* [The problem]: Reproduce verbatim everything in the lines below from the line containing "Return one point per instance of the lamp" down to the line containing "pixel 522 180", including both of those lines.

Excerpts from location labeling data
——

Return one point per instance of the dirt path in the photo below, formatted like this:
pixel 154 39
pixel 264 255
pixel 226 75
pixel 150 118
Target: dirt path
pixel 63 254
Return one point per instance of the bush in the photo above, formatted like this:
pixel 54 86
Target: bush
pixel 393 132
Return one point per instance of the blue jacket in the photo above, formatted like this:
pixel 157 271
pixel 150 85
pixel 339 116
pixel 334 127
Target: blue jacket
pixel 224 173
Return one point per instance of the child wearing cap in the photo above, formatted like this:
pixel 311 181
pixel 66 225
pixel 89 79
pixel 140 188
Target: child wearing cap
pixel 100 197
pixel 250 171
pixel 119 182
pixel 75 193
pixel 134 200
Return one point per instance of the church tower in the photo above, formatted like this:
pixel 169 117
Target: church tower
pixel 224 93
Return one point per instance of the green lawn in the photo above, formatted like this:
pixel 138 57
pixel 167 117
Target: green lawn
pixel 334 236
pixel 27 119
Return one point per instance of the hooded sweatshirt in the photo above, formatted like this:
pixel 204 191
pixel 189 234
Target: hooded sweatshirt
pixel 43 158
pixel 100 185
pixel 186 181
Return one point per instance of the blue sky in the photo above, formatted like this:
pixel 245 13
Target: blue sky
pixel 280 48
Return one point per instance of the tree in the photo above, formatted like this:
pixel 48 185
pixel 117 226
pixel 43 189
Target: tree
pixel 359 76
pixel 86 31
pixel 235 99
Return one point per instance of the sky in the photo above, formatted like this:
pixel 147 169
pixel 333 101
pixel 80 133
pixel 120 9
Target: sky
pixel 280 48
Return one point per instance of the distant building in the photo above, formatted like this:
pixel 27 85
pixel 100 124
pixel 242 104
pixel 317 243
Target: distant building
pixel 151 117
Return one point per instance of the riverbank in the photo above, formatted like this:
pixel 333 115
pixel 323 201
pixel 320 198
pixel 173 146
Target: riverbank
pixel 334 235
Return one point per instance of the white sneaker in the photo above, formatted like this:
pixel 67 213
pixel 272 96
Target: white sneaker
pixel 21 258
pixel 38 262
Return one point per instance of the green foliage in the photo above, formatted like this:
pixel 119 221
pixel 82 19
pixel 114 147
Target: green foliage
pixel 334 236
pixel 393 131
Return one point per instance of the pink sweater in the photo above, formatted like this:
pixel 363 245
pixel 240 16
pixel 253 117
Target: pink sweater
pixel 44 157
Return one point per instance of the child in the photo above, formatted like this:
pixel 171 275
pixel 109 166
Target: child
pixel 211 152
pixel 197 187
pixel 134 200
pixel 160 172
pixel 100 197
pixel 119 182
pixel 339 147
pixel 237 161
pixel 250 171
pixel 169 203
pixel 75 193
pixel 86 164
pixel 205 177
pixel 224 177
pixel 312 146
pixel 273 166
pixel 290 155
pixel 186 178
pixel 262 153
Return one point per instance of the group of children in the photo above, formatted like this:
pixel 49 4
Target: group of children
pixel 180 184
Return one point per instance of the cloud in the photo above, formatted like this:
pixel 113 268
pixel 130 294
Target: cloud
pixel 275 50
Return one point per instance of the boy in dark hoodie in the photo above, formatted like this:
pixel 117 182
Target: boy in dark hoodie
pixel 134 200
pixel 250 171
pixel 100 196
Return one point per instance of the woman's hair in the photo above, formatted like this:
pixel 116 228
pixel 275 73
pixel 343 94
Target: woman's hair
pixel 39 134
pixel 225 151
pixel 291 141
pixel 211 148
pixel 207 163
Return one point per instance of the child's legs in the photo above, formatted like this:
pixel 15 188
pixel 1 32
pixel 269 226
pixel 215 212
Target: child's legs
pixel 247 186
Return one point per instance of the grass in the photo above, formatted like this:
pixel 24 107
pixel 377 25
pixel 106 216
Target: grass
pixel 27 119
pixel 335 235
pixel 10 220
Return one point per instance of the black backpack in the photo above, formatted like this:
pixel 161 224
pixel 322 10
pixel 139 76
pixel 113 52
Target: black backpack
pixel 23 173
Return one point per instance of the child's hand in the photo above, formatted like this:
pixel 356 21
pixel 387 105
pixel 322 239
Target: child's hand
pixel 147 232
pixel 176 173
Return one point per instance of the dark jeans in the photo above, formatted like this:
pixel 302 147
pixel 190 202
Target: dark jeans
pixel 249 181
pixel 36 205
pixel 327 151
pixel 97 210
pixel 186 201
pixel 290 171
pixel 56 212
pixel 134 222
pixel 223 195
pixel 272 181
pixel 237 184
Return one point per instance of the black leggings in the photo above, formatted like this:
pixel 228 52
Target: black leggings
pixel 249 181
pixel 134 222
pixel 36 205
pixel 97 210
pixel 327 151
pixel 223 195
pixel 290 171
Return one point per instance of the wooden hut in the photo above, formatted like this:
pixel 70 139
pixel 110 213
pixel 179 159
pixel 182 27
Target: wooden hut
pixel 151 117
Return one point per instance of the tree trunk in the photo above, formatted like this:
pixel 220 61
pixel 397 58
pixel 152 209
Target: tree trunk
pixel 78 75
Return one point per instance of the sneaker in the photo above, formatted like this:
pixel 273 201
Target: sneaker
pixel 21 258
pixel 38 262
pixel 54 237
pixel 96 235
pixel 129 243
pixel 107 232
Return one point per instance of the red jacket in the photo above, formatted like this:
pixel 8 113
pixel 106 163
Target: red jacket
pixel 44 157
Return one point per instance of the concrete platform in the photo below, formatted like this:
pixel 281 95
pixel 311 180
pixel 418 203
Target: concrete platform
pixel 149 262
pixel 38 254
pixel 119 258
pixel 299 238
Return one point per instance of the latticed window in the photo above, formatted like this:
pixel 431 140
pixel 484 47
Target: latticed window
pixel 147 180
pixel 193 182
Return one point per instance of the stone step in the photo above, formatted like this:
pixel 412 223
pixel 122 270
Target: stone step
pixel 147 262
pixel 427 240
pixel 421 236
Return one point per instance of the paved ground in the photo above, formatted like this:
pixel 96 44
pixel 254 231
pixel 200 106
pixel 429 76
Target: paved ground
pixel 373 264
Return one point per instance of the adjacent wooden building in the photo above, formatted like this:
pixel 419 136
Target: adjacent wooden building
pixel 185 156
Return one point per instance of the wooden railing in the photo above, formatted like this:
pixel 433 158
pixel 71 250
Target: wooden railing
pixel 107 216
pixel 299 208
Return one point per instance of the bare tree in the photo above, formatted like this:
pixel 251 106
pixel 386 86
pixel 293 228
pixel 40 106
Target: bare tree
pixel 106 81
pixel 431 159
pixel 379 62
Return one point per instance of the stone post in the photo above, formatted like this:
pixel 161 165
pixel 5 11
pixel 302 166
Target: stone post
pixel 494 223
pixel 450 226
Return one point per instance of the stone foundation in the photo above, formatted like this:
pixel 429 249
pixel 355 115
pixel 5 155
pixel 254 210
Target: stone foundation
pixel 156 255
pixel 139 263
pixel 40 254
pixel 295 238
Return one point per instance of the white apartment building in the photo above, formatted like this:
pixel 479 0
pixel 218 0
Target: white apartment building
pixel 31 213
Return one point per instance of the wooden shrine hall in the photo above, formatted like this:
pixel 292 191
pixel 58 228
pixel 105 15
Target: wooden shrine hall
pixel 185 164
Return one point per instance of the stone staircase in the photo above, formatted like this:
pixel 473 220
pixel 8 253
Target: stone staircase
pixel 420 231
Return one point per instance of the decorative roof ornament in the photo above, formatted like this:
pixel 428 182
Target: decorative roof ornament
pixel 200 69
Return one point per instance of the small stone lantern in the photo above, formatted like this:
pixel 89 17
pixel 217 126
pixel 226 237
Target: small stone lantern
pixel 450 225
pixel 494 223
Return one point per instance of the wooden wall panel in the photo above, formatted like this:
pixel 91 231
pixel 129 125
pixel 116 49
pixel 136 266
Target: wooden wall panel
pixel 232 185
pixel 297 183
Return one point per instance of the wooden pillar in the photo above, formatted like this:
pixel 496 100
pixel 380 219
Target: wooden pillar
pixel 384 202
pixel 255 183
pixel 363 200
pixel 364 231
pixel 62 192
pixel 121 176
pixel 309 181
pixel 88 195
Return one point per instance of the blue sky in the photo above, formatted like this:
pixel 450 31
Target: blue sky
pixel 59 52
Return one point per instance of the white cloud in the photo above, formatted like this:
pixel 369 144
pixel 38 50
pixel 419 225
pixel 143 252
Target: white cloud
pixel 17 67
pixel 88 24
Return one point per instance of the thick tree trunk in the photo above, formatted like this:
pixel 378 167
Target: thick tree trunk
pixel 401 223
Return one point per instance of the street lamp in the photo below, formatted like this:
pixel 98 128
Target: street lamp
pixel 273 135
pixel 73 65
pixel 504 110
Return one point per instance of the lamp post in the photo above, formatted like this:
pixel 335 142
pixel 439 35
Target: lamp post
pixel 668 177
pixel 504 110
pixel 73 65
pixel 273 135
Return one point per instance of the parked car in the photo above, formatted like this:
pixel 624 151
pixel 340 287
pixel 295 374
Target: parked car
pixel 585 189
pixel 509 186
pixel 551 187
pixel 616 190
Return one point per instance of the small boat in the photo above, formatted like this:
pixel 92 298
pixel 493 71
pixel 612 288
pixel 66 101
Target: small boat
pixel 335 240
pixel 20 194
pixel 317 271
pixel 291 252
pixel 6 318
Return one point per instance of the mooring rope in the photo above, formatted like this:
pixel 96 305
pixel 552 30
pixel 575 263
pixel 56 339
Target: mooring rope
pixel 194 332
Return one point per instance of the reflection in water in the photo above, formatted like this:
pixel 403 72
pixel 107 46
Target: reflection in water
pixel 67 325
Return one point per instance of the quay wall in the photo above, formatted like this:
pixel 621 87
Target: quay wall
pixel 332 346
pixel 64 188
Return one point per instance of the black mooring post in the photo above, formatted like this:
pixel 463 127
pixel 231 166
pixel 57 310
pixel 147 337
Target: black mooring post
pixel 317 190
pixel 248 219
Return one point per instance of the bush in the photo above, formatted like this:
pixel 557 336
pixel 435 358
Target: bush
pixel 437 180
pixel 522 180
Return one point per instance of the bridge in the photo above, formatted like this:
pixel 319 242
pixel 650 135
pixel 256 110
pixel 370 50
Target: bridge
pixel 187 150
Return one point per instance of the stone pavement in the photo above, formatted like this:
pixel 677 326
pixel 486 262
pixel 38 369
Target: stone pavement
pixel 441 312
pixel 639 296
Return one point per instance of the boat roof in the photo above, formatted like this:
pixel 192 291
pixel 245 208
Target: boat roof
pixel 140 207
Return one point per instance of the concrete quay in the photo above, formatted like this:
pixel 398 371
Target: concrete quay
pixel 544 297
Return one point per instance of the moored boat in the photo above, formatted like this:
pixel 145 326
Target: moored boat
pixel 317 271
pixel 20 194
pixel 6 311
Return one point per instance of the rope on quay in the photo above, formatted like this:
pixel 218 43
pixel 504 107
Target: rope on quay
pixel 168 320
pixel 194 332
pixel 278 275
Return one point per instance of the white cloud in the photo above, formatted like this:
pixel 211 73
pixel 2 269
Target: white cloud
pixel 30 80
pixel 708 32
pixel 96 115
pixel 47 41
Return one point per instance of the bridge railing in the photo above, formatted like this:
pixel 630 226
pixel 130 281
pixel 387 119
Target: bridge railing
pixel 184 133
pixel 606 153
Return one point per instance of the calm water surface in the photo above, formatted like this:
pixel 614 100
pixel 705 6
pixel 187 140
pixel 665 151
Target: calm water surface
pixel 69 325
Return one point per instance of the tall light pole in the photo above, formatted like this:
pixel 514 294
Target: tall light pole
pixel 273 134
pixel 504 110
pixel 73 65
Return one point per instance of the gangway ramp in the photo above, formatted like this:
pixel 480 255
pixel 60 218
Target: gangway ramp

——

* [Solution to the exercise]:
Return one point per instance of the lamp post in the photo above, formatted like this:
pixel 335 142
pixel 439 35
Target: lamp post
pixel 668 177
pixel 504 110
pixel 73 65
pixel 273 135
Return one point per instance of the parked car in the photo above, formatted like this:
pixel 624 151
pixel 340 287
pixel 295 374
Target: parked car
pixel 585 189
pixel 509 186
pixel 551 187
pixel 616 190
Return one point per instance of the small boat in the photo above, formatted like this:
pixel 92 298
pixel 493 71
pixel 612 288
pixel 66 101
Target: small boat
pixel 335 240
pixel 20 194
pixel 317 271
pixel 291 252
pixel 6 318
Return one point per instance of the mooring rope in the photo above, formatted like this:
pixel 96 305
pixel 552 30
pixel 575 263
pixel 56 339
Target: mooring rope
pixel 194 332
Return one point per instance of the reflection in water in the photo above, formatted like this:
pixel 403 72
pixel 107 46
Target: reflection in water
pixel 67 325
Return one point per instance of the quay wall in the photo above, formatted like this:
pixel 621 87
Target: quay wall
pixel 332 346
pixel 64 188
Return one point per instance of the black mooring post in the photo above, formatted like this:
pixel 463 127
pixel 231 166
pixel 57 310
pixel 147 337
Target: black mooring post
pixel 317 190
pixel 248 219
Return one point per instance of the bush in the photo above, formatted like this:
pixel 557 336
pixel 435 358
Target: bush
pixel 437 180
pixel 522 180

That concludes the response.